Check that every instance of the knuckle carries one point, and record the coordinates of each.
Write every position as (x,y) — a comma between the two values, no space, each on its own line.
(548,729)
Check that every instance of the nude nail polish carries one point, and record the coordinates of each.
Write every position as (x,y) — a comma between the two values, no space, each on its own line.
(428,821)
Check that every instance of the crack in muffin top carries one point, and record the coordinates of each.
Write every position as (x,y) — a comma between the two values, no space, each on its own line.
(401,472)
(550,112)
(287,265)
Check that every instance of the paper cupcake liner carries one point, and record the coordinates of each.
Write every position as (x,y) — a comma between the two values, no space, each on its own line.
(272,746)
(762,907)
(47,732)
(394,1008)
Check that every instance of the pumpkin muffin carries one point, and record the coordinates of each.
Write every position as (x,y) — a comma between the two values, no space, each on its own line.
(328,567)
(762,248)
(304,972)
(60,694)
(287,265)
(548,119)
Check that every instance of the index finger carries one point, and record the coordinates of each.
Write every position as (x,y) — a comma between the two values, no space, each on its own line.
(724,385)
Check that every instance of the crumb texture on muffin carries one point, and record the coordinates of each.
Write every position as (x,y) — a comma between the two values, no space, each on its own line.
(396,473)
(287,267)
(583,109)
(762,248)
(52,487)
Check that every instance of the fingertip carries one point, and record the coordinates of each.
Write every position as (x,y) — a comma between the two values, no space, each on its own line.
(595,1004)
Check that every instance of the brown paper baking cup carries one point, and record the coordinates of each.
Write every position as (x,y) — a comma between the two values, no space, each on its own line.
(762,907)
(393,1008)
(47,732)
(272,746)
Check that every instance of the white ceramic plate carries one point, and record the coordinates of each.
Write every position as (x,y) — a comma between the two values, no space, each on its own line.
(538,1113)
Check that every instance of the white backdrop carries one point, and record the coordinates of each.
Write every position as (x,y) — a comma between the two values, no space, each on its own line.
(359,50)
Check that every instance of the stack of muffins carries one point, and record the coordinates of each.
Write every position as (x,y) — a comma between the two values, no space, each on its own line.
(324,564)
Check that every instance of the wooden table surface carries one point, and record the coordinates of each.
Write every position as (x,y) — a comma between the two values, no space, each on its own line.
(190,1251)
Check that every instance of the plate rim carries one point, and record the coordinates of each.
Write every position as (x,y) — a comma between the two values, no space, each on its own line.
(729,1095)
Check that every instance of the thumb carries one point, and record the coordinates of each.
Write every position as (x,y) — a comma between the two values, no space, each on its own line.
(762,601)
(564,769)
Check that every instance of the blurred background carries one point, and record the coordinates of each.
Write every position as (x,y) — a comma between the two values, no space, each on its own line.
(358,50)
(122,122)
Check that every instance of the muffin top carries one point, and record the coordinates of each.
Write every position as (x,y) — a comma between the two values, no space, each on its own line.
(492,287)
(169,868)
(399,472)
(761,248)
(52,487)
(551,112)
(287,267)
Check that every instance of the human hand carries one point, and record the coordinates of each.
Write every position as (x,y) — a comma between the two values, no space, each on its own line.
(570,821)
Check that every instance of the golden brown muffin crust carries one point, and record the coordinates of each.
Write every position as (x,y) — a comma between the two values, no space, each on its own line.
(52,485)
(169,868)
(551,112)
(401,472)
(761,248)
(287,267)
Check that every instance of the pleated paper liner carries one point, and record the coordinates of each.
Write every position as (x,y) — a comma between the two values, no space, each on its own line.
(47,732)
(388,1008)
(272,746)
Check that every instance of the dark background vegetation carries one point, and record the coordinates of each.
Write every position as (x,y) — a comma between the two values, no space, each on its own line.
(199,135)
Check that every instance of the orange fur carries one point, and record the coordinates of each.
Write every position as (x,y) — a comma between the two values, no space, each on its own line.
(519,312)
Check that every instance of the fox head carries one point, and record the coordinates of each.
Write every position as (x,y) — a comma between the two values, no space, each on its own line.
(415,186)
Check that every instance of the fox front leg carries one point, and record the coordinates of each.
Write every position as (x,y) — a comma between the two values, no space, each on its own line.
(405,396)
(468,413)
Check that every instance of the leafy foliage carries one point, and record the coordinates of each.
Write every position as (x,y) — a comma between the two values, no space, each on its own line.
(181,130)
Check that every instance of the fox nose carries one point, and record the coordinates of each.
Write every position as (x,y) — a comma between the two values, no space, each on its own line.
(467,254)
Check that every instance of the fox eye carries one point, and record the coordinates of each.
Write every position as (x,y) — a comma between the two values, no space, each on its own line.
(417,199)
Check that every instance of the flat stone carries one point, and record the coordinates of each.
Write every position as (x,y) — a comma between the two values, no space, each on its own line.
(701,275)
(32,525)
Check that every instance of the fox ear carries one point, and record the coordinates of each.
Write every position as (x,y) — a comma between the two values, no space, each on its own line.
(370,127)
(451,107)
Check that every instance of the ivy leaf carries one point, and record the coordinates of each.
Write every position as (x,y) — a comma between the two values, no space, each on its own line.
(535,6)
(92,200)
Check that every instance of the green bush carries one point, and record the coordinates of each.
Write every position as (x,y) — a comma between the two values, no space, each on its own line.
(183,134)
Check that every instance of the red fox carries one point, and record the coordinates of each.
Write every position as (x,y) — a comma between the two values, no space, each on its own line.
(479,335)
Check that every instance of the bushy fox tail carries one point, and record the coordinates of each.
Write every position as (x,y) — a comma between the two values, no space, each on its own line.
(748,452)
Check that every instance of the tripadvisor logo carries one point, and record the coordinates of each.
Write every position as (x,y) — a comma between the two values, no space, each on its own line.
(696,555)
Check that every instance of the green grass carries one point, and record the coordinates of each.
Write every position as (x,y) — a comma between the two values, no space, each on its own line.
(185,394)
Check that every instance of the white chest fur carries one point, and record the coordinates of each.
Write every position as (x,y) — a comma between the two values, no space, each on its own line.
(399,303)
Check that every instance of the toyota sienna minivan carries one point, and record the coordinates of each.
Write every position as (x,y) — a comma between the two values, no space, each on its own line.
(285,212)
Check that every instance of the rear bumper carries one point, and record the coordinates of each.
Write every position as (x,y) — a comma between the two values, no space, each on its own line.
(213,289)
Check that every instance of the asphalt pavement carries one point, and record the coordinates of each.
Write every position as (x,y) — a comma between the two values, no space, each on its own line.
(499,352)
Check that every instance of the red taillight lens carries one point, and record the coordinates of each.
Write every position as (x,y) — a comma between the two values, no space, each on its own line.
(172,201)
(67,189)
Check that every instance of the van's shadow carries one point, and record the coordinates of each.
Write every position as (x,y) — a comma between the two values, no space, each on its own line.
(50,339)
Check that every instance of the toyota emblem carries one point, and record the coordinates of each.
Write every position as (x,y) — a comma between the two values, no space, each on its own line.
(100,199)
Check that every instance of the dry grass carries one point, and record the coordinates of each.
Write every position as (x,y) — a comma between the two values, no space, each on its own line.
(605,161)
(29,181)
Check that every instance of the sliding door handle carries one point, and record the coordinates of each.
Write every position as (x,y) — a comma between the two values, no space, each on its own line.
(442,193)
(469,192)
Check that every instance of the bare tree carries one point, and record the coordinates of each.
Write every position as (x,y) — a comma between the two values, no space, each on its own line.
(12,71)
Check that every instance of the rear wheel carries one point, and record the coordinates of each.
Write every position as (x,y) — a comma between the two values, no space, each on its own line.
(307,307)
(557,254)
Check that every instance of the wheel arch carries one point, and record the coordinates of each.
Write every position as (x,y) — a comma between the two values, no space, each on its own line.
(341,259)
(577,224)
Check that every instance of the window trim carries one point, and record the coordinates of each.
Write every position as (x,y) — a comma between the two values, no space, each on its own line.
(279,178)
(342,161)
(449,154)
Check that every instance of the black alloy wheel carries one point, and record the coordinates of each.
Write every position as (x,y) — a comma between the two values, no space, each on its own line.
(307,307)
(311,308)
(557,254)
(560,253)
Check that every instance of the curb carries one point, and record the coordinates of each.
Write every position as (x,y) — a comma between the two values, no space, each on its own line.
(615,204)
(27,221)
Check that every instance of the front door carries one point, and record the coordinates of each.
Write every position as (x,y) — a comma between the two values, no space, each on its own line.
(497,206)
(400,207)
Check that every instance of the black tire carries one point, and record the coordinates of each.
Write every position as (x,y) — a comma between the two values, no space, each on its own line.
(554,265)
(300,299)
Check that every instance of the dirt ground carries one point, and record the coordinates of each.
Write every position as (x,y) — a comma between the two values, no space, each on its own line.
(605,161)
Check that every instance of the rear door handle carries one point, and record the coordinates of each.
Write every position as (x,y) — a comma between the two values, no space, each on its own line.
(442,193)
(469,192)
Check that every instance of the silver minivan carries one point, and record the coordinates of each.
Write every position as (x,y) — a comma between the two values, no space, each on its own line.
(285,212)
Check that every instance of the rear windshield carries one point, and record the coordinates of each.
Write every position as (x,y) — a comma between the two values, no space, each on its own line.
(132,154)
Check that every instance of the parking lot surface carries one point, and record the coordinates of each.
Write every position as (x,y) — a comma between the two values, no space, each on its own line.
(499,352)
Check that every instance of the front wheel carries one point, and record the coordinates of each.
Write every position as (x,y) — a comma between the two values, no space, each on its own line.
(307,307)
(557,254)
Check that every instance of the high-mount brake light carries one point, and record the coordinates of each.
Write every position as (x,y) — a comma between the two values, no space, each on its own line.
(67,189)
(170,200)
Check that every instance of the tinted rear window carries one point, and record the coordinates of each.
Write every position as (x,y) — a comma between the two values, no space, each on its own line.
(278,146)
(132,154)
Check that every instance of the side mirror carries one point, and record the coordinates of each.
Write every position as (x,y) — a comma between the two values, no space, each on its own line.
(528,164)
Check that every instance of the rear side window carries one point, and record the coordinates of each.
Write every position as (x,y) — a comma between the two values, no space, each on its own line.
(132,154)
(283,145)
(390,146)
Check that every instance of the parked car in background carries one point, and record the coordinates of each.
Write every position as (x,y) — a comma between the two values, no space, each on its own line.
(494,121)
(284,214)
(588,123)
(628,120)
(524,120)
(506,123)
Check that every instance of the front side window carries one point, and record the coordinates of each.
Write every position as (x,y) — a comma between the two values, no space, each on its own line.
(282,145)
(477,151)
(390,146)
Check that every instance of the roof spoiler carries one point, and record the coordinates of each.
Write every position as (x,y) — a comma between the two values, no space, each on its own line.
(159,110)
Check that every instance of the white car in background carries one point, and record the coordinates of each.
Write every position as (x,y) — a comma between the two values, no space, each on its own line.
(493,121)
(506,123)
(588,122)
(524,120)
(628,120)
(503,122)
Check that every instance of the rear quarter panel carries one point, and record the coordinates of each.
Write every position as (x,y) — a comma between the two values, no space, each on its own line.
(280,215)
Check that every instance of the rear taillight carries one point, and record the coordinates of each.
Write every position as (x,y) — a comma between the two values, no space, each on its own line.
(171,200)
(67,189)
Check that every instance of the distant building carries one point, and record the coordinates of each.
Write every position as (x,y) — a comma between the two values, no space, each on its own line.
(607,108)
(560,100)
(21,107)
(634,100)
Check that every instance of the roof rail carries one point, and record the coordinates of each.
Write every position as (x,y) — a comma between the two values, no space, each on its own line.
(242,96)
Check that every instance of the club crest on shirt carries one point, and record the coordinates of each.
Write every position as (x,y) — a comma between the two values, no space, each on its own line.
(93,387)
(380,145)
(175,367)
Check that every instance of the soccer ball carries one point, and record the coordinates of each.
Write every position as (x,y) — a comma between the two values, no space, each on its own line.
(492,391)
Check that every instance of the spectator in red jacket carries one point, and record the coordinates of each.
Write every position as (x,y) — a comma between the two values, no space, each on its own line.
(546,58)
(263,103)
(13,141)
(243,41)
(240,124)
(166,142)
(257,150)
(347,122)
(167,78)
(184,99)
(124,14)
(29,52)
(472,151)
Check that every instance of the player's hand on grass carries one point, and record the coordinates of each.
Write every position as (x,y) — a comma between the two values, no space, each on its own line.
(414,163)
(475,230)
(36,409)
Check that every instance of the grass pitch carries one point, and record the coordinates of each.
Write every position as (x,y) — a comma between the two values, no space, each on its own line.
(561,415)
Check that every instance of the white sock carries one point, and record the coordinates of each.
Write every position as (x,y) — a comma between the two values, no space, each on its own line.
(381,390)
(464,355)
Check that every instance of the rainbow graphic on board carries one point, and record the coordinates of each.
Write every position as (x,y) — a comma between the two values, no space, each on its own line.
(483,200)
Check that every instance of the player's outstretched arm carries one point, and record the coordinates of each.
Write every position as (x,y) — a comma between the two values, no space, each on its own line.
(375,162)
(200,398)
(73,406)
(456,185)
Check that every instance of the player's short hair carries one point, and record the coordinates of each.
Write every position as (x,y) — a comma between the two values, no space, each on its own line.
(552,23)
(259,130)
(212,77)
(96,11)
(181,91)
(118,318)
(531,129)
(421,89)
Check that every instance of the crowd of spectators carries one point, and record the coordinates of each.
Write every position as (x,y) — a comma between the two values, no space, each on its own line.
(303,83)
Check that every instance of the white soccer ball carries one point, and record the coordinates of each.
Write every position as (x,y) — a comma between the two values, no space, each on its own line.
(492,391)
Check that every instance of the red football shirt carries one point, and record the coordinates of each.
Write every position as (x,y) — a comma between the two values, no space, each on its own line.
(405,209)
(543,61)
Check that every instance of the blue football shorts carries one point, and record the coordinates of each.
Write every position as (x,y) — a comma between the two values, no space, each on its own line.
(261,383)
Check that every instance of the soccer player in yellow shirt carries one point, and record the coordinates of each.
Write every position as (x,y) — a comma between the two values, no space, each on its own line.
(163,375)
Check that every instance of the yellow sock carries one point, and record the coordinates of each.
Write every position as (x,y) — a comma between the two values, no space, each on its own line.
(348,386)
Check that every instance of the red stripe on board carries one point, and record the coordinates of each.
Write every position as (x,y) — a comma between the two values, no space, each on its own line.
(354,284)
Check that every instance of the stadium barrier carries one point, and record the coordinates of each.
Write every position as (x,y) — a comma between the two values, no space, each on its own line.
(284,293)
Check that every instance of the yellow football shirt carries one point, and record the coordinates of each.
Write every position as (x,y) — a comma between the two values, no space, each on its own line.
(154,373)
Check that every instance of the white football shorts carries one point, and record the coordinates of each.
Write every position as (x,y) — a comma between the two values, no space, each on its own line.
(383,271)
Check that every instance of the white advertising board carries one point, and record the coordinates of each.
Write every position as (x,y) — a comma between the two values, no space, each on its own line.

▸ **Exercise details**: Nothing but the lines from the one with "Check that every instance of the yellow football" through the last line should be repeated, each exactly as it stands.

▸ **Answer in full**:
Check that every instance of the yellow football shirt carries one point, and record the coordinates of each.
Write every position as (x,y) — a comma between the two values, no space, each on its own line.
(154,373)
Check that every instance of the white football shorts carries one point, and record the coordinates of each.
Write every position as (x,y) — a comma between the two values, no space, each on its own line.
(383,271)
Check that every instance of the white advertising board carries one point, and record the coordinates of each.
Write every position as (x,y) — a comma between the two values, no space, each on its own line.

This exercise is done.